▶ _TASK DETAILS_
Your answer must be an exact copy of the records below, with no pictures in it.

====== DATASET EXTRACT

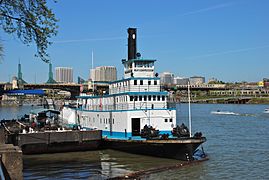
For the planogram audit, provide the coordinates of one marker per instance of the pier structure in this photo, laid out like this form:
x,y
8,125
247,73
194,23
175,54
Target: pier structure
x,y
11,164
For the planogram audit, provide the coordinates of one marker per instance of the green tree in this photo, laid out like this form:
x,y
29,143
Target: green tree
x,y
31,21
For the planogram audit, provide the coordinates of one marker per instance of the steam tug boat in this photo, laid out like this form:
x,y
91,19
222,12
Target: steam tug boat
x,y
135,116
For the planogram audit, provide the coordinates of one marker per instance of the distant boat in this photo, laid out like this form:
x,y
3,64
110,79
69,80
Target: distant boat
x,y
218,112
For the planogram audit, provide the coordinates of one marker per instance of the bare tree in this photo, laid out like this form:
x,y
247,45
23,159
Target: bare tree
x,y
31,21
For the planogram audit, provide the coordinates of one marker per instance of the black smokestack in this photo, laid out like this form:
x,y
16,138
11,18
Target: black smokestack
x,y
131,43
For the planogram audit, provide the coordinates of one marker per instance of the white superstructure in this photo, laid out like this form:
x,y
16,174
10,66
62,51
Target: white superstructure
x,y
132,102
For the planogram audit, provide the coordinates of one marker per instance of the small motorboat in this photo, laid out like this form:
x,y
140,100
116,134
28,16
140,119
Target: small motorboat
x,y
218,112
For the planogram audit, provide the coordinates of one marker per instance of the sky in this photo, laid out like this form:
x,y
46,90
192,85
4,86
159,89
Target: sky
x,y
222,39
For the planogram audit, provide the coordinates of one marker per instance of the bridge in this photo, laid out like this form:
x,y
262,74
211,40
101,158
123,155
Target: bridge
x,y
204,87
74,89
228,100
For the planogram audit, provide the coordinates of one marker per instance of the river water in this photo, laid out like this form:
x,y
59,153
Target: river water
x,y
237,145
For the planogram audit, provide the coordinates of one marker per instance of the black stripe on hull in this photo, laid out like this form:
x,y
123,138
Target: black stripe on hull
x,y
173,149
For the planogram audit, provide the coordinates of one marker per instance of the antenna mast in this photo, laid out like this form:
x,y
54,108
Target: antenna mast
x,y
92,74
189,97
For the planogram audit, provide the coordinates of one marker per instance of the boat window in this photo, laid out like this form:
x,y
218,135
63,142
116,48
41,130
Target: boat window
x,y
145,98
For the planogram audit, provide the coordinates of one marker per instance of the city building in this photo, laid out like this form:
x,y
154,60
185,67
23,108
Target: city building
x,y
167,78
181,81
197,80
104,73
64,74
50,80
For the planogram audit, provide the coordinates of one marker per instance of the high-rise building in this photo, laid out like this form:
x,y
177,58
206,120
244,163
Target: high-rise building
x,y
104,73
64,74
20,79
167,78
197,80
181,81
50,80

============

▶ _REPLY_
For the planogram audit, provide the coordinates of one marker per instance of the pier structure in this photo, laid out like this form:
x,y
8,125
247,73
194,23
175,54
Target: pier structure
x,y
11,164
For the planogram audit, provide the coordinates of one marker per instance of the green tree in this photo, laid out like this form:
x,y
29,143
Target: green tree
x,y
31,21
For the planogram audit, provide the coordinates of one marker per instance of the steam tug boat in this photo, laid out like this form:
x,y
91,19
222,12
Target: steam tug boat
x,y
135,116
For the planogram audit, provide the coordinates of one marker per instance of the distant boat in this photo, laid out like this form:
x,y
3,64
110,79
69,80
Target: distant boat
x,y
218,112
For the planogram audit, provide the coordinates of one marker per instance of the bare tree in this photo, laid out like this form:
x,y
247,45
23,159
Target: bare tree
x,y
31,21
For the planogram audit, provide the coordinates of one marker per instance of the black smokestack in this photo, laid out like this form:
x,y
16,138
11,18
Target: black smokestack
x,y
131,43
For the planogram audit, provide the coordinates of one marker per instance of the white superstructure in this photo, laid out like this form:
x,y
16,174
10,66
62,51
Target: white superstructure
x,y
132,102
For the planogram audit, provide the coordinates of one marker per instance of the small motorboat in this photo, laid out like this form:
x,y
140,100
116,134
28,16
140,119
Target: small motorboat
x,y
218,112
For the planogram audit, provide the coordinates of one marker per instance of the sky in this photo, laid out like this form:
x,y
46,90
192,85
4,86
159,89
Target: sky
x,y
222,39
For the planogram audit, provide the coordinates of one marker per instance of the bridge in this photo, laid out like this form:
x,y
262,74
211,40
101,158
123,155
Target: bridge
x,y
204,87
74,89
228,100
For the planogram audit, provide the coordinates of one marker per instance of the river water in this photo, laid out like this form:
x,y
59,153
Target: river water
x,y
237,145
For the planogram audit, provide the coordinates of one marker per instance of the black stripe on hull in this photo, laid out like this form:
x,y
123,138
Target: black stripe on hull
x,y
173,149
For the planogram audit, provide the coordinates of one marker per instance of the antenna mast in this photo, laid out like this form:
x,y
54,108
Target: antenna mast
x,y
92,74
189,97
For the planogram audit, provide the coordinates of one marker per instance of the boat window in this photo, laid out like this form:
x,y
218,135
63,142
116,48
41,130
Target: boat window
x,y
145,98
For the planogram audit, provide the coordinates of one marker per instance of the city building in this photo, laid out like this form:
x,y
154,60
185,67
23,108
Target: city building
x,y
167,78
181,81
197,80
104,73
64,74
50,80
For the planogram audit, provide the coordinates of one marker per instance of the high-rise building in this photo, laid out like this form:
x,y
177,58
206,120
244,163
Target: high-rise building
x,y
104,73
64,74
20,79
167,78
197,80
181,81
50,80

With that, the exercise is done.